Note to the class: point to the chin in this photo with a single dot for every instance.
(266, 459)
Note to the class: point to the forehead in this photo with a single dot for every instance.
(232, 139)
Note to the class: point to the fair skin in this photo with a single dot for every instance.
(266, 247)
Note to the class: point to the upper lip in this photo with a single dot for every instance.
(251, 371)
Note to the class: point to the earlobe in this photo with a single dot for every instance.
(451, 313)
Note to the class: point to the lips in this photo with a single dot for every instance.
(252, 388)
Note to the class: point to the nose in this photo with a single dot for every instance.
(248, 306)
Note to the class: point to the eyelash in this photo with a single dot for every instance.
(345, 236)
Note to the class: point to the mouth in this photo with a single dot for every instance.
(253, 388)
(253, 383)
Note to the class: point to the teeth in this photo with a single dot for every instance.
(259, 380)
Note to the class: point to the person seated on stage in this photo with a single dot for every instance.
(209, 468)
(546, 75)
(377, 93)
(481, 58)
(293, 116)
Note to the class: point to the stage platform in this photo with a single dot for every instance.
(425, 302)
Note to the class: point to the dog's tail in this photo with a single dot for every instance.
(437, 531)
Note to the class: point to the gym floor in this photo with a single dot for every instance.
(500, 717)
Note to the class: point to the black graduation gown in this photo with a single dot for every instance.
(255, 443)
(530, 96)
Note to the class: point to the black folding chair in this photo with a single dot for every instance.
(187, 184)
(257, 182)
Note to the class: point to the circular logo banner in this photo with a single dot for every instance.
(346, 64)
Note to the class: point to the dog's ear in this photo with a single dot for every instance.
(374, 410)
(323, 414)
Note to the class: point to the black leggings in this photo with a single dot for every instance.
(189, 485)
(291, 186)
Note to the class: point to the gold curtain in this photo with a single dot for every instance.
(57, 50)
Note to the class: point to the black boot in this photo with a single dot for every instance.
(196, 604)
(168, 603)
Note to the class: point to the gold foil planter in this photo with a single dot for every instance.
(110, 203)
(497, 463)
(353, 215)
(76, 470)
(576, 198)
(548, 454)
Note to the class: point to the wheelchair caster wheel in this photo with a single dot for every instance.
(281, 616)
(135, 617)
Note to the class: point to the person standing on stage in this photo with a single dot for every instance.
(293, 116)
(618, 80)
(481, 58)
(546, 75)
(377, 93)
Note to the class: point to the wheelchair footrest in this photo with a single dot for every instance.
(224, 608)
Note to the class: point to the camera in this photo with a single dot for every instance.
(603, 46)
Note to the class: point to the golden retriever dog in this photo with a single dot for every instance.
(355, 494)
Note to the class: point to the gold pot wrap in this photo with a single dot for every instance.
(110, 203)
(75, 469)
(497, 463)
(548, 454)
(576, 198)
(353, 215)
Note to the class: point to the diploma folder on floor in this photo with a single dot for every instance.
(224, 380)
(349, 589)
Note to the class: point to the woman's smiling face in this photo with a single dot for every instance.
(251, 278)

• _WORK ORDER_
Each record above should be reproduced in full, exactly as it stands.

• _ANSWER SPACE_
Note to the class: point to the chin in this photo with a single dot for every instance.
(266, 459)
Note to the class: point to the forehead in this photo with a single dot for every instance.
(232, 139)
Note to the class: point to the fair skin in this photo with a single dot for every instance.
(266, 247)
Note to the class: point to the upper lip in this photo with a single dot for every instance.
(251, 371)
Note to the class: point to the earlobe in this photo with a single dot for every instance.
(451, 313)
Note to the class: point to the lips in this photo with a single dot for every instance.
(252, 388)
Note to the class: point to the nose in this photo with a single dot for every instance.
(248, 306)
Note to the class: point to the eyelash in this photo with a single dot for every instance.
(345, 236)
Note to the class: point to the mouth in this photo with a single dot for every instance.
(253, 388)
(253, 383)
Note to the class: point to the teeth in this photo with a single dot for every instance.
(259, 380)
Note to the class: point to the person seated on stage in this photo with a single dot for every instance.
(209, 468)
(546, 75)
(377, 93)
(481, 58)
(293, 116)
Note to the class: point to the stage platform in this photo with a single dot for every instance.
(425, 302)
Note to the class: point to the dog's tail in this photo with a single dot for every instance.
(437, 531)
Note to the class: point to the gym floor in this photo with a single dot for every instance.
(500, 717)
Note to the class: point to the black graduation gown in this photo with a single dot for every instance.
(255, 443)
(530, 96)
Note to the class: point to the black folding chair in this photo with a single dot for every instance.
(187, 184)
(257, 182)
Note to the class: point to the circular logo banner in this photo with a single dot for every instance.
(346, 64)
Note to the class: point to the dog's ear in this photo with a single dot for every instance.
(374, 410)
(323, 414)
Note to the class: point to the black leggings in this photo with a single dot for every instance.
(189, 485)
(291, 186)
Note to the class: point to the gold curtain in this photo with a single dot for every instance.
(57, 50)
Note to the class: point to the black boot in this photo with a single dot for every instance.
(196, 604)
(168, 603)
Note to the class: point to the gold foil planter in this photo with a single dot for every instance.
(110, 203)
(497, 463)
(353, 215)
(76, 470)
(576, 198)
(548, 454)
Note to the class: point to the wheelchair caster wheel in this photo with a single dot for every instance.
(281, 616)
(135, 617)
Note to the class: point to the person standing on stage in this photo with a single dot for every instance.
(293, 116)
(618, 80)
(481, 58)
(546, 75)
(377, 93)
Note to the class: point to the wheelchair footrest in this photo with a single dot for every instance.
(224, 608)
Note to the class: point to the camera in this photo with a single dot for every instance.
(603, 46)
Note to the class: point to the golden retriever dog in this photo with a single dot for every instance.
(355, 494)
Note to the class: point to the gold pot wrap in this photo with a single dot for every instance.
(110, 203)
(75, 469)
(497, 463)
(548, 454)
(576, 198)
(353, 215)
Note to the class: point to the diploma folder on floor in this photo with a single dot for every instance.
(224, 380)
(349, 589)
Note to the class: point to the woman's smiling face in this photo with a single dot for every instance.
(251, 278)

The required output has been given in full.